### [Instructions to follow]
Quote the line containing "[indicate] the island" and all lines that follow it in the listing below, exactly as written.

### [Exercise inputs]
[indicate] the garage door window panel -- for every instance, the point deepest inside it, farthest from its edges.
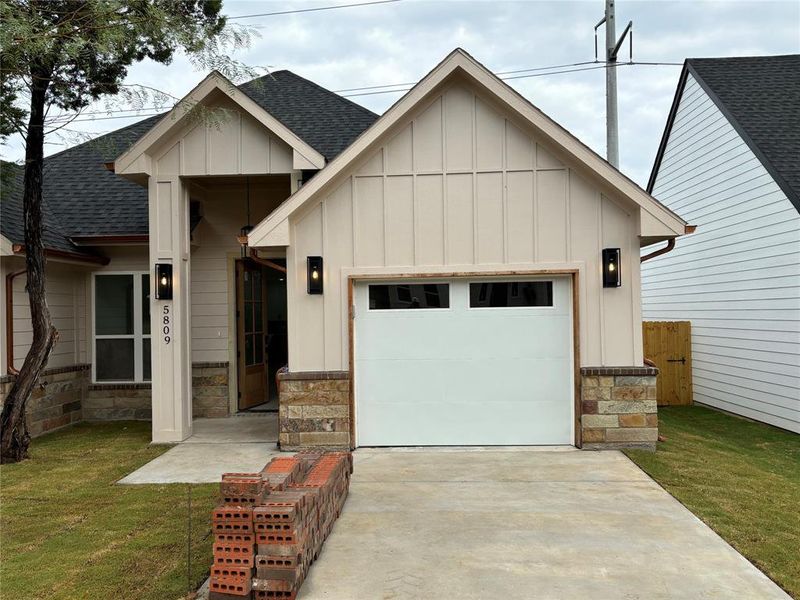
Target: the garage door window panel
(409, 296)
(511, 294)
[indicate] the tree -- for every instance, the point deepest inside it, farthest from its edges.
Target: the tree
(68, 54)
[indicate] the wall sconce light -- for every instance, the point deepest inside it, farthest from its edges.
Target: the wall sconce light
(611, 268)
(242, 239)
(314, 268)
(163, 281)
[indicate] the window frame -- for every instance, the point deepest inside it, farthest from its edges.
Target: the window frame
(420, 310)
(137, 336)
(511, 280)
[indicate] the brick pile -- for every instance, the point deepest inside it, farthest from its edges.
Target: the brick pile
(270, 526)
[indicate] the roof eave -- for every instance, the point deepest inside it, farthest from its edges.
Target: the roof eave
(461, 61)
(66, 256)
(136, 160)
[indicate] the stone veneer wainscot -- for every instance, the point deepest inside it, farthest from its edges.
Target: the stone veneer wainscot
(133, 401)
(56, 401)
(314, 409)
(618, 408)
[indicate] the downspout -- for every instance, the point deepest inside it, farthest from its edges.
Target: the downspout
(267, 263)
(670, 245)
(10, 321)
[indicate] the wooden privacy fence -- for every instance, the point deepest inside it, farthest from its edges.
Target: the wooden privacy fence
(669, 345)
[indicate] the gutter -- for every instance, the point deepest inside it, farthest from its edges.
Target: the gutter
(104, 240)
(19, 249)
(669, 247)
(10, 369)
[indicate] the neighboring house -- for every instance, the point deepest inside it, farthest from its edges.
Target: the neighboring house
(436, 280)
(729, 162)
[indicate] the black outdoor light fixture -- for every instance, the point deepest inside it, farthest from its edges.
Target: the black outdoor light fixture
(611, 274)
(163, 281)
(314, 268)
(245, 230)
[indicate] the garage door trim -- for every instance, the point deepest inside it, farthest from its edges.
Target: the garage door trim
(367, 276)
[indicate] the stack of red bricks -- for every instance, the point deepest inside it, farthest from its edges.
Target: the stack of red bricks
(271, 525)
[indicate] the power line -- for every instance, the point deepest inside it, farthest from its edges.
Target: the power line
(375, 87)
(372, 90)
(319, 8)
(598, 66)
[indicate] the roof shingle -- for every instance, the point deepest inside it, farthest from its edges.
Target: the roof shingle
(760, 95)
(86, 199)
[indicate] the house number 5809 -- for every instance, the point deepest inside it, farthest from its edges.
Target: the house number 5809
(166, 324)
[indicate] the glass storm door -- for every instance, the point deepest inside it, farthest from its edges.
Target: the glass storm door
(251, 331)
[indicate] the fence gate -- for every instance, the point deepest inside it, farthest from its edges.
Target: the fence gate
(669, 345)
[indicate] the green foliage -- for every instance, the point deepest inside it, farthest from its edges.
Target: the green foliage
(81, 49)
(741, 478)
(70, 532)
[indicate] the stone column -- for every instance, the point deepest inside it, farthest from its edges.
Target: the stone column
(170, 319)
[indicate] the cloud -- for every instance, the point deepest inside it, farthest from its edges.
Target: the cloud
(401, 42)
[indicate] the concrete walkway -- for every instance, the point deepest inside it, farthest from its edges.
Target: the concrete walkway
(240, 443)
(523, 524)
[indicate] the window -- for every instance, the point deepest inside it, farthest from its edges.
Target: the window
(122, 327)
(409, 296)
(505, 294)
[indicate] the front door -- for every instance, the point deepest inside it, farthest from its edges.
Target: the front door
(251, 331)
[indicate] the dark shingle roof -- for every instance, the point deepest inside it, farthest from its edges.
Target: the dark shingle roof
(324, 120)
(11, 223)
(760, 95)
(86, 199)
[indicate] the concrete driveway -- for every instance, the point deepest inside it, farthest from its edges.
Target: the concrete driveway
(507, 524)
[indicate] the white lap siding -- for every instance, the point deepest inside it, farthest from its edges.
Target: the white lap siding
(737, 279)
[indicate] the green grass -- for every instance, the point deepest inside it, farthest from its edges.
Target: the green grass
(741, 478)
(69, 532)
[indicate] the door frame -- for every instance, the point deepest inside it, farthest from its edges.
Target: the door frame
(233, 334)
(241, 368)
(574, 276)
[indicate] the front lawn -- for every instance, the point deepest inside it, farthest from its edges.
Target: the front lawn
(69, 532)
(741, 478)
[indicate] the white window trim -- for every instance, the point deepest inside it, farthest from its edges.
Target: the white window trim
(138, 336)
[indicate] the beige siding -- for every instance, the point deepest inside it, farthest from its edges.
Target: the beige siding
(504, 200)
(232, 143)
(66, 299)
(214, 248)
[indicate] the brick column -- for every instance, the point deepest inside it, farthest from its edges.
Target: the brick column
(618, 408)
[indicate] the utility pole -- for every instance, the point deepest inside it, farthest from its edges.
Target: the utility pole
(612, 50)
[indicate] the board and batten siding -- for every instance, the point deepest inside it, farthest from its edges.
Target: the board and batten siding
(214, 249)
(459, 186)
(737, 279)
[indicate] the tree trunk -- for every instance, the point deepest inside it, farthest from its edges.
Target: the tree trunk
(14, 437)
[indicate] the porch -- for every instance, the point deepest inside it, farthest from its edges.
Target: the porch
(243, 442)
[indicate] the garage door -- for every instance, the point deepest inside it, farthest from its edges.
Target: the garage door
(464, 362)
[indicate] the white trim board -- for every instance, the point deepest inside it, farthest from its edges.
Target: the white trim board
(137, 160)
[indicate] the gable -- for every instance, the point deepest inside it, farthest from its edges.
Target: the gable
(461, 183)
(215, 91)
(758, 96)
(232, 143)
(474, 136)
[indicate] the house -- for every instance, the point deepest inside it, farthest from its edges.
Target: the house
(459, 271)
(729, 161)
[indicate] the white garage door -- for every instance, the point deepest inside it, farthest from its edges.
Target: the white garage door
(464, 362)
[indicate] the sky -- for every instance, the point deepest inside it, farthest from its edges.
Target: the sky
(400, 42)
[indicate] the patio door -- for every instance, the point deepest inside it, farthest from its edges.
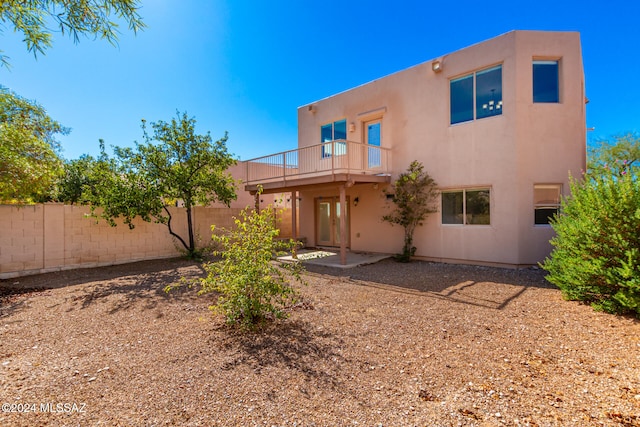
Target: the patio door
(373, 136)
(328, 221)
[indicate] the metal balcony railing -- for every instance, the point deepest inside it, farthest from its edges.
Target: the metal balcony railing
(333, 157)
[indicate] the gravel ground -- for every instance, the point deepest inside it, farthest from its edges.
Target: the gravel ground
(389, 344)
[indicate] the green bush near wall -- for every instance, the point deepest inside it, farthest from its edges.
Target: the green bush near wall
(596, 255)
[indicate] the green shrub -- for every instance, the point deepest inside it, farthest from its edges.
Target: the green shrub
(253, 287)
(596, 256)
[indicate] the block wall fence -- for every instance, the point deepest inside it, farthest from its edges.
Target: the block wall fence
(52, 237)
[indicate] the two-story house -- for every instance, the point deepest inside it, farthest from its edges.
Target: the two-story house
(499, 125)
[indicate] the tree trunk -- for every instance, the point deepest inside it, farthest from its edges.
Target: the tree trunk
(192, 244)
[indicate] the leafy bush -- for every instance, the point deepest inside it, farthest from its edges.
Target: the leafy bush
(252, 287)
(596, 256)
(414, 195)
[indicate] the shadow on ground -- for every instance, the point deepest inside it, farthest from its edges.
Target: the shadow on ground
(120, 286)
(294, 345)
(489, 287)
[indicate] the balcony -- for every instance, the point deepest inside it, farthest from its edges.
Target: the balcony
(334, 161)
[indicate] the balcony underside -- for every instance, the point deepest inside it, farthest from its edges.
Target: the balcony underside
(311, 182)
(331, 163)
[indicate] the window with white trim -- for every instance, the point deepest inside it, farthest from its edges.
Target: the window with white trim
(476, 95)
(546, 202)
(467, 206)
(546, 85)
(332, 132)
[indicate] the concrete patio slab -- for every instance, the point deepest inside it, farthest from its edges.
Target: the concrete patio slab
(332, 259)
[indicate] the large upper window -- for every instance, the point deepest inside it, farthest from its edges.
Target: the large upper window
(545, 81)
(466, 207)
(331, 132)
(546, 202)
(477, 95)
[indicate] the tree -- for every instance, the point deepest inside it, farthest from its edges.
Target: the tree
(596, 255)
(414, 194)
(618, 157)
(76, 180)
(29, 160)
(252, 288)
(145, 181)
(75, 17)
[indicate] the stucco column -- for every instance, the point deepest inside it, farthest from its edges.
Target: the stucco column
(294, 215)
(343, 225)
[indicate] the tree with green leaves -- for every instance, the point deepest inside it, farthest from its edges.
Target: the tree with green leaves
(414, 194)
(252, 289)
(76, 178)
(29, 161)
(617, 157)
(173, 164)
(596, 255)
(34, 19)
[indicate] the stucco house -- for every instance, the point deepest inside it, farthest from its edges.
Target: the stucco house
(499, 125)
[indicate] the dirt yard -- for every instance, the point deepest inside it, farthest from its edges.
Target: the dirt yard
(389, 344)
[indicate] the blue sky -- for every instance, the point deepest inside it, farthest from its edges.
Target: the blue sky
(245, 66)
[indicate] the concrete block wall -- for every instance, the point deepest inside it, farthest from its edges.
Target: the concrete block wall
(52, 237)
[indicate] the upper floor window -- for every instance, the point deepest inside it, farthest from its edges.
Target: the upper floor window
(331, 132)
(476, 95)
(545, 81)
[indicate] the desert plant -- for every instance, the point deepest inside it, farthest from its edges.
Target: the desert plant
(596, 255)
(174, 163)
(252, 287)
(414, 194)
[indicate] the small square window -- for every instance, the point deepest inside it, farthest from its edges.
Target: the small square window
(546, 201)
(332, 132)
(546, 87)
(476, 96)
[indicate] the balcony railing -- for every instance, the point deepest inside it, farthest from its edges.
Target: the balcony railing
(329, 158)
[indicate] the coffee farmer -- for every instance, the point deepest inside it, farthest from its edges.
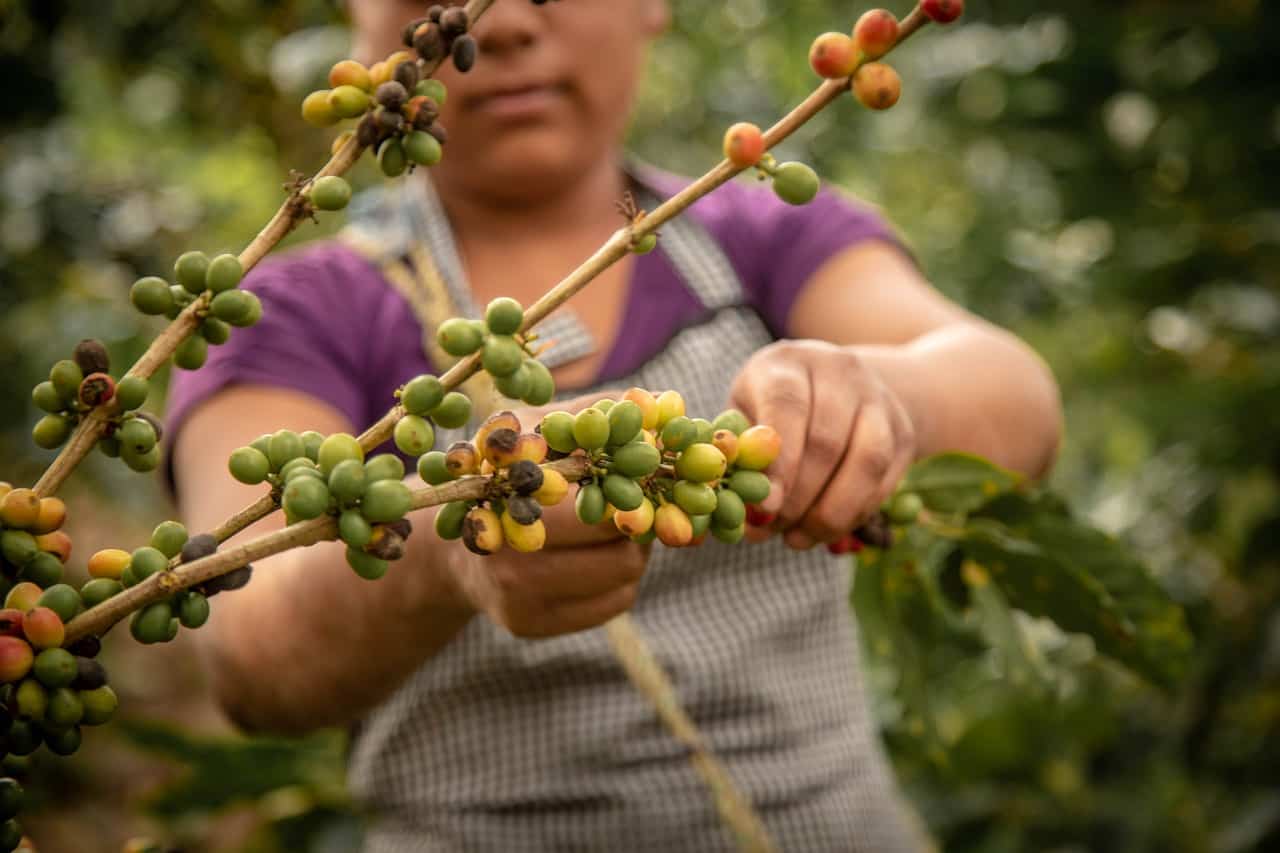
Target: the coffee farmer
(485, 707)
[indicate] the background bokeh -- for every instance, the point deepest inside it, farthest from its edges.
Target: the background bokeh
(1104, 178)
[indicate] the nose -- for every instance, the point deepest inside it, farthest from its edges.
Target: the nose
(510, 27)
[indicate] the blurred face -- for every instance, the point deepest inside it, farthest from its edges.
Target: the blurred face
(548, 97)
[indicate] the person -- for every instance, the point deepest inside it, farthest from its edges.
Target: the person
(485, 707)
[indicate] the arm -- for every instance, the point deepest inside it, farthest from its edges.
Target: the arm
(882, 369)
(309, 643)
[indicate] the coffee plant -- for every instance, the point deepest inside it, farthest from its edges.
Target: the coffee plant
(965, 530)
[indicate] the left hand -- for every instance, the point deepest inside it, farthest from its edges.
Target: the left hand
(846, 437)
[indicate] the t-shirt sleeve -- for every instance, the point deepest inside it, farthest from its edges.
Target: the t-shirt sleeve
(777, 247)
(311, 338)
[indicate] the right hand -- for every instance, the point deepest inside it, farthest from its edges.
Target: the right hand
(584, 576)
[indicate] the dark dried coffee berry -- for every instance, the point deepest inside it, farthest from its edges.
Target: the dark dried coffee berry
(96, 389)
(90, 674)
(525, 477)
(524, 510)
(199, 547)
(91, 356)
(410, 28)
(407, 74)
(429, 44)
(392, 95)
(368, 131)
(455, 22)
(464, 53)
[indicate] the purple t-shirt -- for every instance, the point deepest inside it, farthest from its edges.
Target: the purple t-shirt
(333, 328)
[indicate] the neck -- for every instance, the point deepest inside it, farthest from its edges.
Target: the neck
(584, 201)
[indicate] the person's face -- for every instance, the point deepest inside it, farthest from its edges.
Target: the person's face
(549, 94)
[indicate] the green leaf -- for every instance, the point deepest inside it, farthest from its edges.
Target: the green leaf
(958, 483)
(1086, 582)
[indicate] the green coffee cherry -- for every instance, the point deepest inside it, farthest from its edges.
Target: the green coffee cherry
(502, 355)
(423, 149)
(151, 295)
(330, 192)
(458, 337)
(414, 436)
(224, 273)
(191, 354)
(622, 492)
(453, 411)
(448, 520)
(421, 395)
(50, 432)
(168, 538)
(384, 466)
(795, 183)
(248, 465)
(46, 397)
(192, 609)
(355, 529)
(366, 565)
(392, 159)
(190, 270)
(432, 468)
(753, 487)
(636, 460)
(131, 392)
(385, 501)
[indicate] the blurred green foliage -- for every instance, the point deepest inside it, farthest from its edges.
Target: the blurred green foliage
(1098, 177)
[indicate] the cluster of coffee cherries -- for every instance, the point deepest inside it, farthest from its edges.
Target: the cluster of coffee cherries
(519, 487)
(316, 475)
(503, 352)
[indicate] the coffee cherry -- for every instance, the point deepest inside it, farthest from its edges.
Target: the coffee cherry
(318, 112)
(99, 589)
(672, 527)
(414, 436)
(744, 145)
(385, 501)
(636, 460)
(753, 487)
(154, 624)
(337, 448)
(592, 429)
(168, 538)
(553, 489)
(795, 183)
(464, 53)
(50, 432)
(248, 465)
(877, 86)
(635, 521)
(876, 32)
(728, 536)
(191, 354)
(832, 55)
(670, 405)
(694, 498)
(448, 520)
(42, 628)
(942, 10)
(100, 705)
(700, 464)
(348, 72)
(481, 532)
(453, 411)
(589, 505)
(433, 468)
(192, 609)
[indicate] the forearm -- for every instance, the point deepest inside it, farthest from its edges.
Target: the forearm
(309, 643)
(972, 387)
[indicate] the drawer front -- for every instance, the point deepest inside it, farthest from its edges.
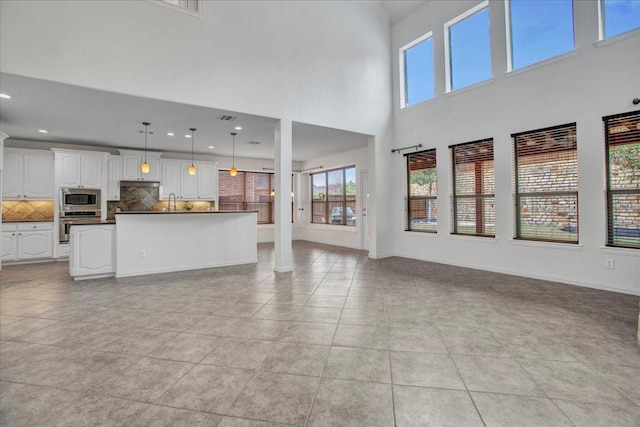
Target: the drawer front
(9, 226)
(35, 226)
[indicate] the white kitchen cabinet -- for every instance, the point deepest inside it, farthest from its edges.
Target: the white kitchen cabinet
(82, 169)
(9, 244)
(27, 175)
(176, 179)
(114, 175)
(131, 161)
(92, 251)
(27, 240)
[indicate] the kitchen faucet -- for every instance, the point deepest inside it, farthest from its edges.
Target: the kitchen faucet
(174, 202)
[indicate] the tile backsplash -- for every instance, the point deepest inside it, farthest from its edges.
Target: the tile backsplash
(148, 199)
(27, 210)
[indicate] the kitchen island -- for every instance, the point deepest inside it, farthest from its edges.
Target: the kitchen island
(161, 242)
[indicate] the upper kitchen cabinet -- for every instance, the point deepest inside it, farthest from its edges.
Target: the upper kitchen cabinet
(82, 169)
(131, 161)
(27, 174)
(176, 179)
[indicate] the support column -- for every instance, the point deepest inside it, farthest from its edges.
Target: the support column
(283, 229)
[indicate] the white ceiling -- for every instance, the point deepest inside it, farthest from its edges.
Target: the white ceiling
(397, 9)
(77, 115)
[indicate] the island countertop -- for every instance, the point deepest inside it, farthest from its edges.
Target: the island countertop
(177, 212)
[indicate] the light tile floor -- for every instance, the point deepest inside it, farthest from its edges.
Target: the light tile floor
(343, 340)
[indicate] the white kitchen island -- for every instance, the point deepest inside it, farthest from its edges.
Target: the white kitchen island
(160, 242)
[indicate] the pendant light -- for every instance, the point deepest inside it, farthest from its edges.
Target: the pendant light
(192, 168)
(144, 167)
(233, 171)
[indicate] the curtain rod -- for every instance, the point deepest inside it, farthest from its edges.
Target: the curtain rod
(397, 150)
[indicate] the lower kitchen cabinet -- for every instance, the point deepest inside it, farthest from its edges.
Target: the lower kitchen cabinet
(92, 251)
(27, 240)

### [Written answer]
[indicate] the island countertop -- for every instance, the point deepest inside it, farthest from its edges.
Target: the island countertop
(177, 212)
[indicate] the light tile floor -- for every instance, the point deepest inside it, farthest from its edges.
Target: the light tile floor
(343, 340)
[indicate] the white kitchen island -- for every instance, the point deepest inside it, farthest from its edges.
Target: the white kitchen island
(160, 242)
[indicate] the pendant light -- for every instance, the point deepest inside it, farthest from its edges.
Target: the pendant light
(192, 168)
(144, 167)
(233, 171)
[indicate] the curtain rod -- for every instance, the point deepest inside it, farthest from its edges.
Target: the curtain rod
(397, 150)
[indicate] the lower kitchen cabinet -- for every instance, the point deepest inside it, farthest from its edges.
Target: the lower kitchen cabinet
(92, 251)
(27, 240)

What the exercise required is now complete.